## ASSIGNED TASK
Nothing should be left out. Give all the data again exactly as written.

### STORED DATA

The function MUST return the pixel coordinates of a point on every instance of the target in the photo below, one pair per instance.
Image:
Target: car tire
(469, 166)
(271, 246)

######

## RESULT OF THIS EXERCISE
The function MUST return the pixel coordinates of a point on every instance of the target in the photo below, one pair per instance.
Image:
Target: car tire
(469, 166)
(271, 246)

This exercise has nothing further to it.